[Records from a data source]
#####

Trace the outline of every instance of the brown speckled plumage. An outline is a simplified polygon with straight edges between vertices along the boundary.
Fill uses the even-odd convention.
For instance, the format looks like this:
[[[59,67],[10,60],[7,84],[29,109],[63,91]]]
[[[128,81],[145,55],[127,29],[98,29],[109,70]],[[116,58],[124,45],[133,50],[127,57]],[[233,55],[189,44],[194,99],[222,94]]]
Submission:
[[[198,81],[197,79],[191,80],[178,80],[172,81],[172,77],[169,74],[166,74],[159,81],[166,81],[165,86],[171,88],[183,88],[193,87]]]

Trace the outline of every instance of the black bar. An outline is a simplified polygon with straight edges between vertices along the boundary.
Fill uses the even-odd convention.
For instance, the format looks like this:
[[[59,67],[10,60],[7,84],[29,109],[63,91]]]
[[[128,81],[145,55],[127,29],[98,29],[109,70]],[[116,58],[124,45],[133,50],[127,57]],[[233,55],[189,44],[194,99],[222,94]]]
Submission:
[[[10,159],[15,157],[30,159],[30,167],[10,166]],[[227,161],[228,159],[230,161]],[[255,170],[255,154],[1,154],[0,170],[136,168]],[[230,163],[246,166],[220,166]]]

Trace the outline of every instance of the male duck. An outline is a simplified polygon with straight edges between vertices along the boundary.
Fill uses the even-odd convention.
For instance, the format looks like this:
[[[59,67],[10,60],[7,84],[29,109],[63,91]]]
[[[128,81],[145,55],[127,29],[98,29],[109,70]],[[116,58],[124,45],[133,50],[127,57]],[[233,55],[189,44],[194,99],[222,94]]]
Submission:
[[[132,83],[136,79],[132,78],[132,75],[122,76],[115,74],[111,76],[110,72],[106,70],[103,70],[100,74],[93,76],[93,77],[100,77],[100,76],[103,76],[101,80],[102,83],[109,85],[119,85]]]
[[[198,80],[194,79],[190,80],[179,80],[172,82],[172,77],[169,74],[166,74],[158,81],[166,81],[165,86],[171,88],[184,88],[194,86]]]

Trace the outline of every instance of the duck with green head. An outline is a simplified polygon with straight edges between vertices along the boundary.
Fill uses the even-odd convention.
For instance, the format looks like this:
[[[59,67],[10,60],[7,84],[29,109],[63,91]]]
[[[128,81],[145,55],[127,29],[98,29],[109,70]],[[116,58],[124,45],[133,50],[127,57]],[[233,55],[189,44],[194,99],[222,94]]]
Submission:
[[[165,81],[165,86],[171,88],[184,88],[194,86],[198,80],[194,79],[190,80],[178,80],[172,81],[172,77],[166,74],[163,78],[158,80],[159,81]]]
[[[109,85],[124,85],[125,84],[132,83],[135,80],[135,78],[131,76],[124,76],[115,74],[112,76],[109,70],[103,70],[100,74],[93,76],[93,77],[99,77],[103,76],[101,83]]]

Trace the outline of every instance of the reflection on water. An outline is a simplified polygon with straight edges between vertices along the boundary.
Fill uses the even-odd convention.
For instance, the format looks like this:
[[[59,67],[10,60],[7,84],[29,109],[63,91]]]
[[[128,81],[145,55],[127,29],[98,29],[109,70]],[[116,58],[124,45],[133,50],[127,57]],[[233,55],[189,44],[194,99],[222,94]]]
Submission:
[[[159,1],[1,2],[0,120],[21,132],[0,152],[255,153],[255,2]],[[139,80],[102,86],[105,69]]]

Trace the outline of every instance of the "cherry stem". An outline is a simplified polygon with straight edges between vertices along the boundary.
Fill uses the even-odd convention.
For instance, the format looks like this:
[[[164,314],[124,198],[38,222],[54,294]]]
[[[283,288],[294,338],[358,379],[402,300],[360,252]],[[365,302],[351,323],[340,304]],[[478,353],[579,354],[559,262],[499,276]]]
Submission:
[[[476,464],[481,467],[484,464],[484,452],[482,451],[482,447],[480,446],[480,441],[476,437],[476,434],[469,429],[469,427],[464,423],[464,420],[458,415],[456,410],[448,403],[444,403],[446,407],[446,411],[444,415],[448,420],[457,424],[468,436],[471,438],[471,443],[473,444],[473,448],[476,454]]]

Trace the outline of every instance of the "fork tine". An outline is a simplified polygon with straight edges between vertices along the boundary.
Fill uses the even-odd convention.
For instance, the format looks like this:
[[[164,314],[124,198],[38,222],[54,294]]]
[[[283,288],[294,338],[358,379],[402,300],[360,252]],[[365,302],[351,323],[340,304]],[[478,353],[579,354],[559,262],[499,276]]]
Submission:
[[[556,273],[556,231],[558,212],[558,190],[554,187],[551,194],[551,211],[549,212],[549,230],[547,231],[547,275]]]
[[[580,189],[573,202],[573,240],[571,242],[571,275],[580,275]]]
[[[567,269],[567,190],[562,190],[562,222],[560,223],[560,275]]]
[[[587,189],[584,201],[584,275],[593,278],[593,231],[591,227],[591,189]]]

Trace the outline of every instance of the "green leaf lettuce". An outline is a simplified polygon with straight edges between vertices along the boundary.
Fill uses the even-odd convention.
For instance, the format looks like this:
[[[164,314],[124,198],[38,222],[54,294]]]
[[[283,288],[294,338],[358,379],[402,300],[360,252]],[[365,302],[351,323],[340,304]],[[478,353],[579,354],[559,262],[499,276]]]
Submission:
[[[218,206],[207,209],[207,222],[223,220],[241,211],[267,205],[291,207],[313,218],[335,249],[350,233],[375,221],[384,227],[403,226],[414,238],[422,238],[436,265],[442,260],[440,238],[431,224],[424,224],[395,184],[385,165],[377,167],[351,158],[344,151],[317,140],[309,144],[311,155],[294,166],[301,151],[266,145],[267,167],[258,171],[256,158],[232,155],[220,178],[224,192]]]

#####

**What is asked:** Pull out each line of the records above that contains the string "green". The match is case-sensitive.

**Answer to this exercise:**
Trace the outline of every instance of the duck with green head. An outline is a simplified polygon with straight edges between vertices along the boundary.
Trace the outline of every instance of the "green leaf lettuce". An outline is a simplified polygon with straight edges between vertices along the boundary.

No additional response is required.